[The task]
Can you copy the records that follow word for word, with nothing changed?

[Raw records]
* BEGIN *
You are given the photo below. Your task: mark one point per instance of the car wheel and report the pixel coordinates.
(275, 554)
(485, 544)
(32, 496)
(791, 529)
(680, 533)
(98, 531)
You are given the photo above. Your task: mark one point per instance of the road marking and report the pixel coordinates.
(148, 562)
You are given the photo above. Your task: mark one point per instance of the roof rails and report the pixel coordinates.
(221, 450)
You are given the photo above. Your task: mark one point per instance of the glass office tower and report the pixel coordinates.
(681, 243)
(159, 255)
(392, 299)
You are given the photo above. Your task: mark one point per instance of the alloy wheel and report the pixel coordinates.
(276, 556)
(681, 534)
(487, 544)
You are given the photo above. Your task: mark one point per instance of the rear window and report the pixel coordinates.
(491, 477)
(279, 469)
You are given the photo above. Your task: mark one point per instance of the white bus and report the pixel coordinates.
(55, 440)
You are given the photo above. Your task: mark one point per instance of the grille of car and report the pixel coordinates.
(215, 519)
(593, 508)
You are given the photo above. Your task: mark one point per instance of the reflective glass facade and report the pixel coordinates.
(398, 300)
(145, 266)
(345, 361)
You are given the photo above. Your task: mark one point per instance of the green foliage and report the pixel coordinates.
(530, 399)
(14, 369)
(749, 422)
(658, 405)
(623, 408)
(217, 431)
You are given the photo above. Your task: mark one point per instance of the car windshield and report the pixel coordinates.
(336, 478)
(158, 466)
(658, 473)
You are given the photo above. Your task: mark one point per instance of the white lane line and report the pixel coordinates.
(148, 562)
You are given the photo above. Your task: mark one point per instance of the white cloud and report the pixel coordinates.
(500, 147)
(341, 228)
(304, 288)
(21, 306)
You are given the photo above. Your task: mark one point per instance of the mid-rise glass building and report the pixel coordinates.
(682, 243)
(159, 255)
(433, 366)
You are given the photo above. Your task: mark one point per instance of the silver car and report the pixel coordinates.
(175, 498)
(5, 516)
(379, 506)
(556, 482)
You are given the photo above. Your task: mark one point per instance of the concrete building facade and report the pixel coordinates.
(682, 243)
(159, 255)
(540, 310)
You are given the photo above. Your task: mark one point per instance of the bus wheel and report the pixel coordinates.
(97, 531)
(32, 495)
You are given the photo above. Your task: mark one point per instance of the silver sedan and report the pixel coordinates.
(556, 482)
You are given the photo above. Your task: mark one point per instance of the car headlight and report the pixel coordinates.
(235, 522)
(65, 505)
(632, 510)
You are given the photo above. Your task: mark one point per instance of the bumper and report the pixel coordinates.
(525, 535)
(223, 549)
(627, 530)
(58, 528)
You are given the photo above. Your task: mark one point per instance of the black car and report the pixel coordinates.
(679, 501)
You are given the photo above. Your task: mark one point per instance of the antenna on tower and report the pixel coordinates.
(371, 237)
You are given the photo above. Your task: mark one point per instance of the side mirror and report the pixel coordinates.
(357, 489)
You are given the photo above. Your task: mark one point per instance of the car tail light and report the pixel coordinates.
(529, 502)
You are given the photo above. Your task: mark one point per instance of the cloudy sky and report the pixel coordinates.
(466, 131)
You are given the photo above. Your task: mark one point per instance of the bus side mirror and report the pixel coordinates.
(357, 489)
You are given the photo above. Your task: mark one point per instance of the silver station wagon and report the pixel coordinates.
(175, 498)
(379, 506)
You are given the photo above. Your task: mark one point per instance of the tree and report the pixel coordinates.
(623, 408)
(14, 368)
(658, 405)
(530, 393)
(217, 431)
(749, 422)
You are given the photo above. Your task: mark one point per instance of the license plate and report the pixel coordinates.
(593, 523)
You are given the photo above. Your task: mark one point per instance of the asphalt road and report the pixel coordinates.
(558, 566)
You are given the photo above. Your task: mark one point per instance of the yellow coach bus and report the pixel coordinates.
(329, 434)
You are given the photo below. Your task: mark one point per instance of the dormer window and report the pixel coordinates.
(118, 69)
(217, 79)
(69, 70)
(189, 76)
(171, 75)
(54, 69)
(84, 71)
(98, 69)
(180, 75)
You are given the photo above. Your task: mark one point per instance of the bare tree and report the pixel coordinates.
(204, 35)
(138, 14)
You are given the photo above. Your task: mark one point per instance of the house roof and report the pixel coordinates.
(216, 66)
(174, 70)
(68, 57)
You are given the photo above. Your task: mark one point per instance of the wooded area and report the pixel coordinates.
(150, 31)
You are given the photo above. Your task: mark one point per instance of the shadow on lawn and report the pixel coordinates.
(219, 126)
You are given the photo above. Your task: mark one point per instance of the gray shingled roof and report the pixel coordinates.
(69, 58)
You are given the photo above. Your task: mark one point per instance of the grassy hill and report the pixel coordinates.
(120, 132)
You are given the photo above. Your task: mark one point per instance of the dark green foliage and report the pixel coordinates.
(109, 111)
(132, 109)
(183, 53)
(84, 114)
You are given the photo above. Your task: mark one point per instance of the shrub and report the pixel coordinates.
* END *
[Correct answer]
You are given the photo below. Your task: mark one point per instance of the car wheel and report the pixel coordinates.
(275, 554)
(485, 544)
(32, 496)
(791, 529)
(680, 533)
(98, 531)
You are given the photo above. Your task: mark one point per instance of the road marking and report the pixel coordinates.
(148, 562)
You are given the photo above. Your task: mark one point per instance of the roof rails and report the pixel coordinates.
(221, 450)
You are given the photo above. Your task: mark one point per instance of the glass office tower and report the pixel coordinates.
(681, 243)
(159, 255)
(392, 299)
You are given the photo above. Your task: mark one point per instance of the alloy wheel and report the pixel coordinates.
(276, 556)
(681, 534)
(487, 544)
You are given the photo above. Your task: mark one point per instance of the rear window and report the pixel coordinates.
(491, 477)
(279, 469)
You are given the photo above. Your task: mark one point per instance of the white bus and report the pixel coordinates.
(55, 440)
You are given the photo above. Your task: mark one point per instance of the grille of car and report the pixel coordinates.
(215, 519)
(593, 508)
You are given the photo above. Your task: mark one point per instance of the reflective glass facade and report the pixel coordinates.
(398, 300)
(145, 266)
(345, 361)
You are given the photo above. Your task: mark one point per instance of the green foliage and report the pixel coordinates.
(530, 399)
(14, 369)
(749, 422)
(658, 405)
(623, 408)
(217, 431)
You are given the photo above. Your task: mark one point per instance of the car windshield and report the pixel coordinates.
(336, 478)
(158, 466)
(658, 473)
You are given the photo above. Your task: mark one point per instance of the white lane line and report the pixel coordinates.
(148, 562)
You are given the photo above. Your task: mark one point per instance of the white cloud and report the pixel coordinates.
(500, 147)
(341, 228)
(304, 288)
(21, 306)
You are given the photo above. Your task: mark one point per instance of the mid-rise glass building and report the pixel coordinates.
(682, 243)
(159, 255)
(433, 366)
You are given the photo above. Your task: mark one point per instance of the silver car and report the pixel coordinates.
(175, 498)
(5, 516)
(379, 506)
(556, 482)
You are given the photo above. Your task: mark one point per instance of the concrete building facade and report the pixel coordinates.
(682, 243)
(159, 255)
(540, 310)
You are given the photo above. Your task: mark one point per instance of the bus wheel and report the pixel coordinates.
(97, 531)
(32, 495)
You are given the photo above. Your task: mark one point per instance of the silver sedan and report the pixel coordinates.
(556, 482)
You are given the photo above. Your task: mark one point per instance of the car headlight and report the pixel coordinates.
(235, 522)
(65, 505)
(632, 510)
You are given the photo above. Your task: mark one point per instance of the bumper and report the pixel coordinates.
(525, 535)
(223, 549)
(627, 530)
(58, 528)
You are given the photo above. Your task: mark one point per instance of the black car and report the pixel coordinates.
(679, 501)
You are given the photo above. Your task: mark one point per instance of the antenna on tower and report the pixel coordinates.
(371, 237)
You are given the photo above. Your task: mark one point per instance of the side mirror and report the pixel coordinates.
(357, 489)
You are given the photo above. Your task: mark one point per instance of the car tail light and report the pixel coordinates.
(529, 502)
You are given the photo above. Your task: mark one point per instance of the cloudy sky and report the pixel coordinates.
(466, 131)
You are given the photo above. Your task: mark one point per instance of the bus side mirror and report the pixel coordinates.
(357, 489)
You are given the photo above. Your task: mark one point per instance of the silver station wagon and report the pixel coordinates.
(175, 498)
(379, 506)
You are given the photo above. Your task: mark one point per instance of the tree and report the pixel coordinates.
(623, 408)
(14, 368)
(658, 405)
(530, 393)
(217, 431)
(749, 422)
You are given the photo above. Your task: mark one point per instance of the license plate and report the pixel coordinates.
(593, 523)
You are given the photo above. Your task: mark one point per instance of the asphalt road and report the pixel coordinates.
(558, 566)
You are given the photo above. Your task: mark one point per instance of the yellow coach bus and report the pixel coordinates.
(329, 434)
You are given the photo below. Your task: mark one point per instance of the dormer window and report the pixel coordinates.
(118, 69)
(217, 79)
(69, 70)
(189, 76)
(171, 75)
(54, 69)
(84, 71)
(98, 69)
(180, 75)
You are given the photo above. Your task: mark one point per instance of the bare tree and report the pixel coordinates.
(204, 35)
(138, 14)
You are given the photo above. Your task: mark one point per instance of the house roof and report the pixel coordinates.
(216, 66)
(174, 70)
(68, 57)
You are given the photo above. Your task: mark one point per instance of the wooded area and report the pixel coordinates.
(150, 31)
You are given the photo above. Your task: mark one point per instance of the shadow on lawn and report the pixel coordinates.
(219, 126)
You are given the photo above. Your task: mark one point per instance of the gray shingled roof and report the pixel coordinates.
(69, 58)
You are given the photo above. Your task: mark one point per instance of the grassy hill and report the pixel coordinates.
(120, 132)
You are given the photo above. Your task: mark one point per instance of the dark green foliage and report the pixel coordinates.
(109, 111)
(132, 109)
(183, 53)
(84, 114)
You are given the photo above. Your task: mark one point per instance of the shrub and report the pixel coordinates.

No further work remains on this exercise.